Source passage -
►

Introduction

The types, states, and interactions of cells in human tissues vary greatly. Single-cell transcriptome sequencing (scRNA-seq) is a new technique for high-throughput sequencing analysis of the transcriptome in single cell. Single-cell transcriptome sequencing can complement conventional transcriptome sequencing (mRNA-seq: Bulk RNA sequencing, comparing the average expression values of genes in all cells of the cell population), revealing the expression situation of all genes in the all-cause group in single cell, including the identified tissue cell types, reflecting the cell heterogeneity between different samples and the tissue microenvironment, so that we can better understand the real state and correlation of each cell in a Bulk tissue. Presents a real and comprehensive cellular world. Currently, single-cell transcriptome sequencing is mostly used in complex multicellular systems such as tumor, developmental, neural, and immune microenvironments.

The purpose of this tool is connect the analysis of single-cell data into a complete process to accelerate the speed of analysis and contribute to the progress in this field.

Tutorials link (document and video): https://github.com/OpenGene/scrnapip/tree/main/tutorials.

A. Environment set up

1. Download docker

docker pull zhangjing12/scrnapip

2. Download reference genomic

#Human reference (GRCh38) dataset required for Cell Ranger.
wget https://cf.10xgenomics.com/supp/cell-exp/refdata-gex-GRCh38-2020-A.tar.gz
#Mouse reference dataset required for Cell Ranger.
wget https://cf.10xgenomics.com/supp/cell-exp/refdata-gex-mm10-2020-A.tar.gz

3. Use docker

docker run -d -p 1921:8787 -p 1882:3838 -e PASSWORD=yourpassword -e USERID=youruserid -e GROUPID=yourgroupid -v /yourdatapath:/dockerpath zhangjing12/scrnapip

The image is created based on Rocker (https://rocker-project.org/images/versioned/rstudio.html). You can use the above command to access rstudio through port 8787, which is more convenient for users to use the process. The userid and groupid can be queried through the id command. For the port number, please confirm whether the corresponding port is open.

◄

Data provided -

►

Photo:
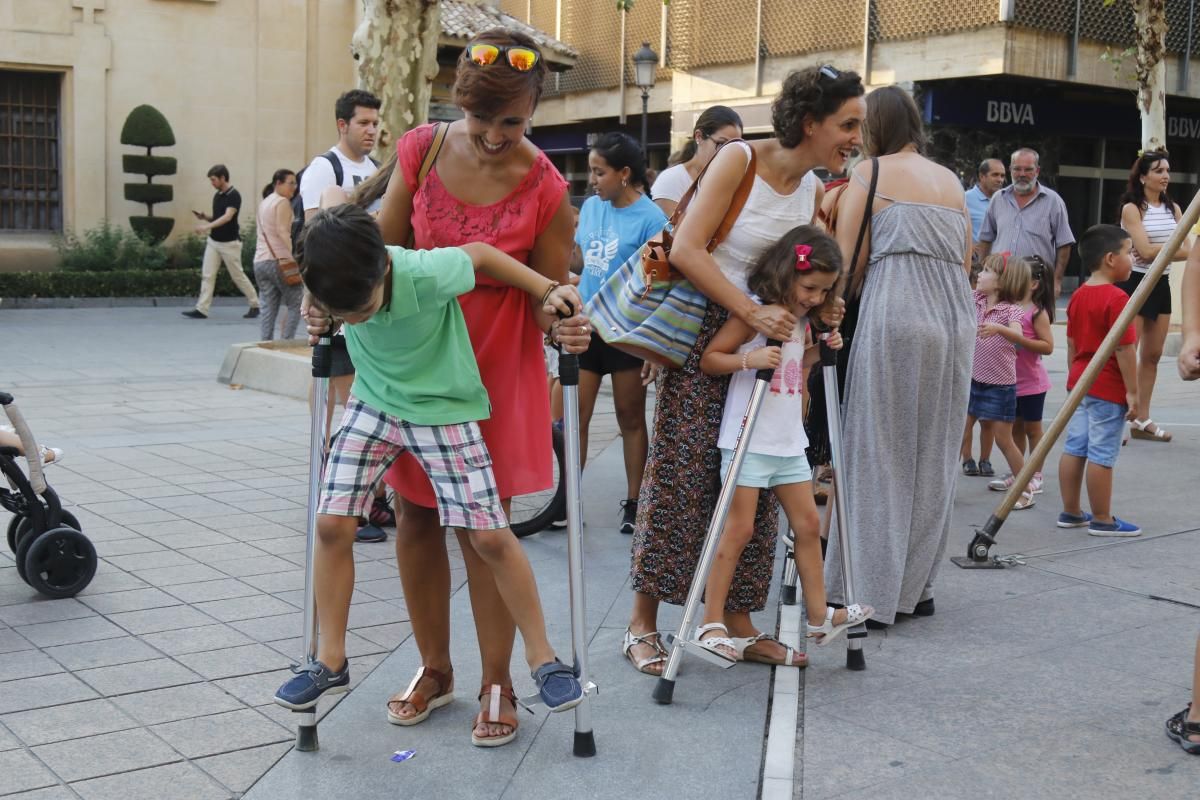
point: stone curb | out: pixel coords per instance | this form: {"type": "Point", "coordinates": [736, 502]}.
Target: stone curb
{"type": "Point", "coordinates": [112, 302]}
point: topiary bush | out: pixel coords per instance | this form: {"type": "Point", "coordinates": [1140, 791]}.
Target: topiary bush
{"type": "Point", "coordinates": [117, 283]}
{"type": "Point", "coordinates": [147, 127]}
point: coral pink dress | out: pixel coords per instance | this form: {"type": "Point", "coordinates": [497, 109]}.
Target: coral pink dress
{"type": "Point", "coordinates": [499, 320]}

◄

Tasks -
1 - In the single-cell pipeline page, which host port does the docker run command map to container port 8787?
2 - Reproduce the part of the single-cell pipeline page between "Tutorials link (document" and "reference dataset required for Cell Ranger.", inclusive.

Answer set -
1 - Port 1921.

2 -
Tutorials link (document and video): https://github.com/OpenGene/scrnapip/tree/main/tutorials.

A. Environment set up

1. Download docker

docker pull zhangjing12/scrnapip

2. Download reference genomic

#Human reference (GRCh38) dataset required for Cell Ranger.
wget https://cf.10xgenomics.com/supp/cell-exp/refdata-gex-GRCh38-2020-A.tar.gz
#Mouse reference dataset required for Cell Ranger.